## REQUIREMENT
Down to the last line, restate the listing below exactly.

## INPUT
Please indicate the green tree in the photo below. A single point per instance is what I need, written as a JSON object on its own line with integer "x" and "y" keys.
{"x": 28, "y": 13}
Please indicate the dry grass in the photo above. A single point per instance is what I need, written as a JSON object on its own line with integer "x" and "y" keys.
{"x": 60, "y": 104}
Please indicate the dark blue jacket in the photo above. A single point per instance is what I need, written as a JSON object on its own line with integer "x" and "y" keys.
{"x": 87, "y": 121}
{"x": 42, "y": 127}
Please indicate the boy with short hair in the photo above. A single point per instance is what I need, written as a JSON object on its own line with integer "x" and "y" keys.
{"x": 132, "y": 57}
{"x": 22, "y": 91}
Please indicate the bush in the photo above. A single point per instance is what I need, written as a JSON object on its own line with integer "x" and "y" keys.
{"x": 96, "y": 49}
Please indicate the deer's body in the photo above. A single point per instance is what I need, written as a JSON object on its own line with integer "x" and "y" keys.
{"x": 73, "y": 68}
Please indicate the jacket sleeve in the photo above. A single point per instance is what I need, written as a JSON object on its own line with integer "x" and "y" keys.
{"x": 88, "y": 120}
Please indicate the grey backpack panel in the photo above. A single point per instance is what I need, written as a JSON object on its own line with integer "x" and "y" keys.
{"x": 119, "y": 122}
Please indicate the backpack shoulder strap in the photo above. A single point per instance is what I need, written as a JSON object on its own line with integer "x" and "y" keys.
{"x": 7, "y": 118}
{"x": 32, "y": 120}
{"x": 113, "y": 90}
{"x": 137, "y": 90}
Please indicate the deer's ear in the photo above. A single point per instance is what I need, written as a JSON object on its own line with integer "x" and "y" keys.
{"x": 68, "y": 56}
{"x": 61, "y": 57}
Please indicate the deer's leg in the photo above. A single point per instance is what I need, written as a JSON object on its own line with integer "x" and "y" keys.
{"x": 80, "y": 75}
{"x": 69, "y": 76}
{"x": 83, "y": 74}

## TASK RESULT
Please indicate the green tree in the photo below. A single point per instance is what I need, written as a JSON object on its own line with integer "x" and "y" keys.
{"x": 28, "y": 13}
Please indicate the dry grass in the photo above. A single point per instance is what I need, written as a JSON object on its own line with integer "x" and "y" keys.
{"x": 60, "y": 104}
Please indicate the dark blue jacket in the photo above. A single point per instance is what I need, written as a JSON object on its own line with integer "x" and "y" keys.
{"x": 87, "y": 121}
{"x": 42, "y": 127}
Please indicate the boy with short hair in the photo above. A single point per instance is what I need, written as a JSON object on its own line with integer "x" and "y" keys.
{"x": 132, "y": 57}
{"x": 22, "y": 91}
Please indicate the bush in the photo above. A single point per instance is what I need, written as a JSON object on its own line with integer "x" and "y" keys.
{"x": 96, "y": 49}
Please indicate the deer's body in the photo above. A single point per instance is what I need, written as a JSON object on its own line with integer "x" and "y" keys.
{"x": 73, "y": 68}
Please indicate the jacket sleeve in the photo above. A single point per instance is what I need, written as a JSON object on its own line with integer "x" and "y" keys.
{"x": 88, "y": 120}
Please indicate the grey backpack panel in the photo above. A single point per instance is what I need, written as a JSON object on its own line with integer "x" and "y" keys.
{"x": 119, "y": 122}
Please indicate the backpack shoulder strap in the photo above. A single point per instance is what I need, written as a JSON object on its own line with integer "x" and "y" keys.
{"x": 7, "y": 118}
{"x": 32, "y": 120}
{"x": 113, "y": 90}
{"x": 137, "y": 90}
Please indicate the deer's ear in the photo above. A single point per instance is what I need, written as a JSON object on its own line with integer "x" and "y" keys.
{"x": 68, "y": 56}
{"x": 61, "y": 57}
Please indicate the deer's leg in the photo above. A single point per instance is what I need, written as a JSON object on its own line with integer "x" and "y" keys.
{"x": 80, "y": 75}
{"x": 69, "y": 76}
{"x": 83, "y": 74}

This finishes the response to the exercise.